> [Task to complete]: In the extract on industrialization below, condense the paragraph beginning "Industrialisation is the act" into a short bulleted list that keeps its main facts.

> [Extract to read]:

● ● ● ● ●

“How we make things dictates not only how we work
but what we buy, how we think, and the way we live.”
– James P. Womack (Womack, Jones and Roos, 1990)
Industrialisation is the act of a country and society converting itself from what would be an agricultural community, to a manufacturing society, transforming from manual labor and replacing it with factories masses of mechanized machines to mass produce crafts and goods. The act of industrialisation started in 1750. It was not a sudden transformation happening in one year, but a gradual process, and evolution that is considered to still be taking please at this present time. There was the revolution of steam, water and wind power systems, before a revolution into transportation, auto mobiles and railways, and then progressing to the 19th century, we had electrical powered factory systems, before we progress to the late 20th century, in which computer technology was created. The Great Exhibition of 1851 marked the peak of British economic dominance. Taking place in Crystal Palace, a huge range of British goods were displayed for both foreign and domestic visitors. Being the first exhibition of manufactured goods,it was hugely influential in the development of society including art and design education. The results led to the pre-cursor of the V & A museum; The Museum of Ornamental Art.

● ● ● ● ●

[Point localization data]
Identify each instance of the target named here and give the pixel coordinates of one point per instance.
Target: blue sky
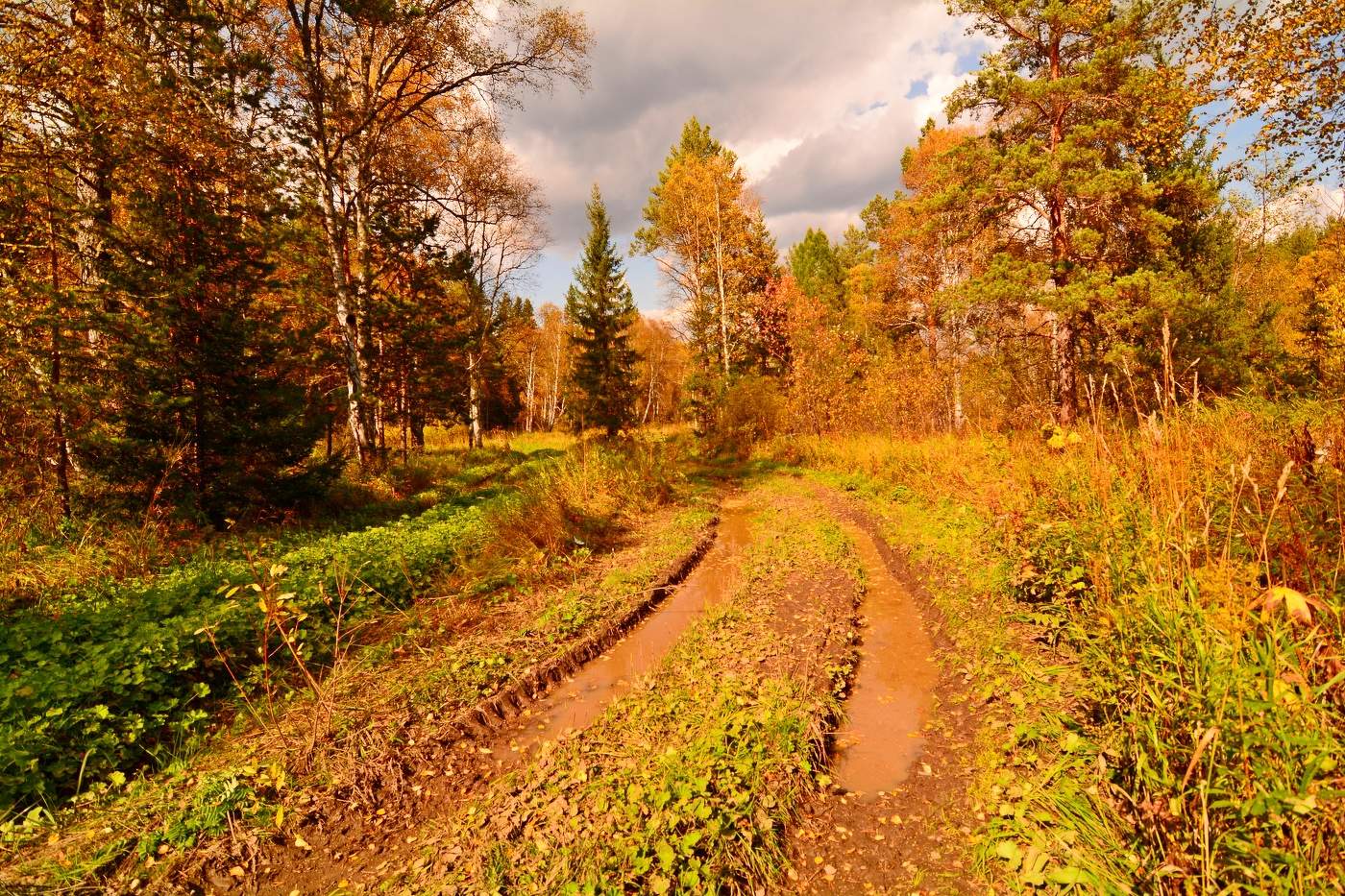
(819, 100)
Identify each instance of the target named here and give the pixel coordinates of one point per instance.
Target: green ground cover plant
(132, 673)
(688, 782)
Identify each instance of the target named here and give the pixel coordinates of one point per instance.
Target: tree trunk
(1066, 395)
(719, 274)
(347, 326)
(58, 426)
(93, 175)
(958, 419)
(474, 403)
(531, 378)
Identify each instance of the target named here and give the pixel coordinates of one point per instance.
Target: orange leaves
(1294, 604)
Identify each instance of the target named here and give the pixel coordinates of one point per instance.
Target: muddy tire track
(911, 837)
(441, 767)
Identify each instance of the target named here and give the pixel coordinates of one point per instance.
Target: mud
(910, 839)
(577, 702)
(893, 687)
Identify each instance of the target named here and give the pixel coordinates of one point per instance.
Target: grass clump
(686, 784)
(1174, 682)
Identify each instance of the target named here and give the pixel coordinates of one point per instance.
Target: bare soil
(910, 838)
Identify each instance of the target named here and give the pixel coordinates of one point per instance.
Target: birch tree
(358, 73)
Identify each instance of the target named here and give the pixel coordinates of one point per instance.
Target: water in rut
(575, 702)
(893, 687)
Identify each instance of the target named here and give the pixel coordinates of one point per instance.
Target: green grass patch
(685, 785)
(1160, 721)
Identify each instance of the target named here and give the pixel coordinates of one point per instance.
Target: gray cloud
(814, 96)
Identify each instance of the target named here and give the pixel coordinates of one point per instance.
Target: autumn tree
(661, 370)
(930, 249)
(1080, 108)
(1281, 62)
(358, 77)
(709, 240)
(601, 311)
(493, 217)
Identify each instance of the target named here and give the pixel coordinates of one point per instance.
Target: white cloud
(818, 98)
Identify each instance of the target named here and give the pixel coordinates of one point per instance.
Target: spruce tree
(601, 309)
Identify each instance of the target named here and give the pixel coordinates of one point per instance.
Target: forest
(990, 544)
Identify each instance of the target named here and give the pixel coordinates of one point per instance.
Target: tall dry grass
(1187, 569)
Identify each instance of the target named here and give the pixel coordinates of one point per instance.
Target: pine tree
(813, 261)
(1083, 111)
(601, 309)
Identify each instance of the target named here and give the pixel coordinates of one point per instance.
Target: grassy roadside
(534, 577)
(1154, 619)
(50, 569)
(688, 782)
(125, 677)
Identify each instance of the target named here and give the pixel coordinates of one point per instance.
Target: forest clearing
(370, 525)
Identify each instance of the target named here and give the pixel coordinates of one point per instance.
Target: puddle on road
(578, 701)
(893, 687)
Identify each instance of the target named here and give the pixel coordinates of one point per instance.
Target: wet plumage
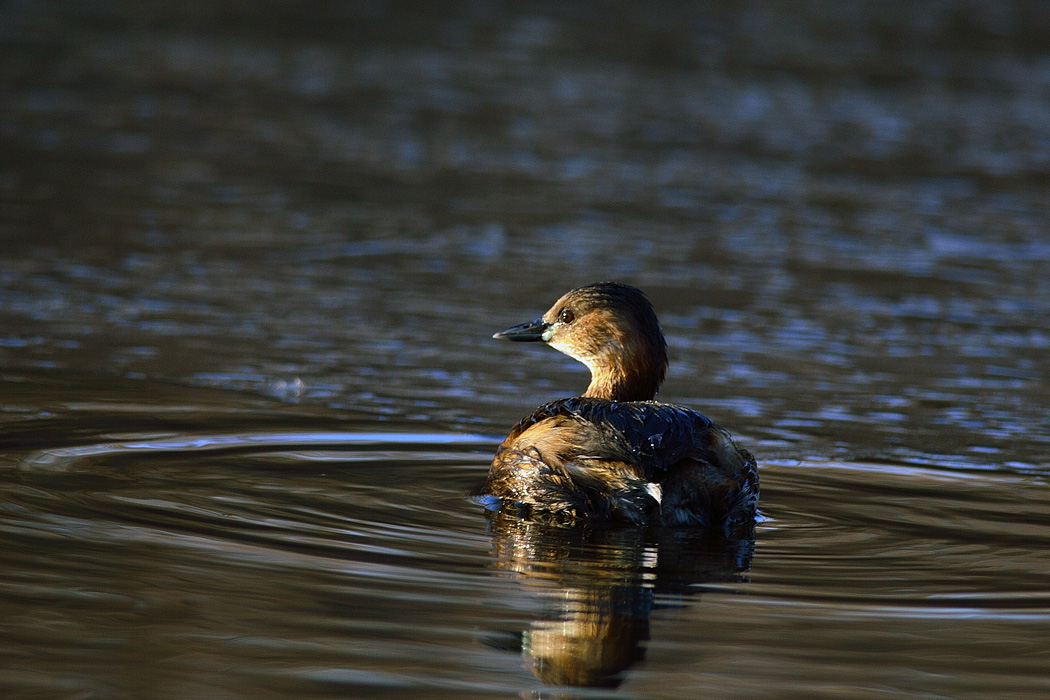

● ● ● ● ●

> [Your solution]:
- Industrialization is a country and society's shift from an agricultural community to a manufacturing one, replacing manual labor with factories of mechanized machines that mass-produce goods.
- It began in 1750 as a gradual evolution, not a sudden change, and is considered still ongoing.
- Its stages ran from steam, water and wind power, to transportation (automobiles and railways), to electrically powered factory systems in the 19th century, to computer technology in the late 20th century.
- The Great Exhibition of 1851, held at Crystal Palace, marked the peak of British economic dominance and displayed a huge range of British goods to foreign and domestic visitors.
- As the first exhibition of manufactured goods, it strongly influenced society, including art and design education, and led to the Museum of Ornamental Art, the precursor of the V & A museum.